Personal information
- Born: April 2, 1916 Cleveland, Ohio, U.S.
- Died: February 14, 1944 (aged 27) Pacific Ocean

Sport
- Sport: Boxing

= Theodore Kara =

American boxer

Theodore Ernst Kara (April 2, 1916 – February 14, 1944) was an American featherweight boxer who competed in the 1936 Summer Olympics in Berlin.

== Boxing career ==
He competed in the Men's Featherweight Boxing at the 1936 Olympics and was eliminated in the quarter-finals, after losing to the upcoming silver medalist Charles Catterall. Kara also won three NCAA boxing titles for the University of Idaho, in 1939, 1940 and 1941.

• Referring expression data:
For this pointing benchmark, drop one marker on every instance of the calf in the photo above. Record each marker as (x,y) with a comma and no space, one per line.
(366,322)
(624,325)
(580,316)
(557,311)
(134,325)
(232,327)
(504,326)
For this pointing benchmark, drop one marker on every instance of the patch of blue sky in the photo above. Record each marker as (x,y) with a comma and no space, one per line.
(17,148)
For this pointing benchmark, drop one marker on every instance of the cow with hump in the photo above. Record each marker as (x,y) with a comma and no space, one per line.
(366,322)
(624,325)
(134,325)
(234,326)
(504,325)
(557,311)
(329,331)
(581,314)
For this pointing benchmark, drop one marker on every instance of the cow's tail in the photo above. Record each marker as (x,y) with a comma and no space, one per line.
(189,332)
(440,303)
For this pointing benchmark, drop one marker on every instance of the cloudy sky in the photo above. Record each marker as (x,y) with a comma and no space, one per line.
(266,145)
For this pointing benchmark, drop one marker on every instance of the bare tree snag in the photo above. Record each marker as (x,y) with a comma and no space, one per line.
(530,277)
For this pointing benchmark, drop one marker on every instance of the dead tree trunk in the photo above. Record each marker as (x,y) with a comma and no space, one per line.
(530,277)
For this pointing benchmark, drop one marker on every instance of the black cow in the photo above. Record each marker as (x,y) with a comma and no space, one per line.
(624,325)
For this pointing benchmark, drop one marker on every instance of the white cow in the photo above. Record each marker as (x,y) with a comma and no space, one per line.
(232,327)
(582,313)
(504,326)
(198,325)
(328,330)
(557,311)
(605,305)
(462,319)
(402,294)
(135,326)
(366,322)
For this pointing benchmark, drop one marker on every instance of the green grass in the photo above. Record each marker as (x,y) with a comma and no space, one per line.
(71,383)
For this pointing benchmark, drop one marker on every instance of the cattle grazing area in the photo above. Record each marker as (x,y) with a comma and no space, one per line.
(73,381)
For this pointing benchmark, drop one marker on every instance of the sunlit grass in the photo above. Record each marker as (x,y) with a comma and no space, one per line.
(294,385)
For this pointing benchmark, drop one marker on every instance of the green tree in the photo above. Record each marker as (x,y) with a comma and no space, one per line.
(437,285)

• WORK ORDER A: In the Theodore Kara article, which boxer defeated Kara in the 1936 Olympic quarter-finals?
• WORK ORDER B: Carry the Theodore Kara article on from its final sentence.
Nothing in the records is used here.

• TASK OUTPUT A: Charles Catterall, who went on to win the silver medal.

• TASK OUTPUT B:
==1936 Olympic results==
Below are the results of Theodore Kara:

- Round of 32: defeated Felipe Gabuco (Philippines) referee stopped contest in the third round
- Round of 16: defeated Evald Seepere (Estonia) on points
- Quarterfinal: lost to Charles Catterall (South Africa) on points

== Army career and disappearance ==
Kara was a radio-man in the United States Army Air Corps and was declared dead after his plane went missing in action over the Pacific in 1944 during World War II. He was married at the time of his death to Marion Amirkanian of Fresno, California, but had no children. His brother Frank was also an NCAA boxing champion.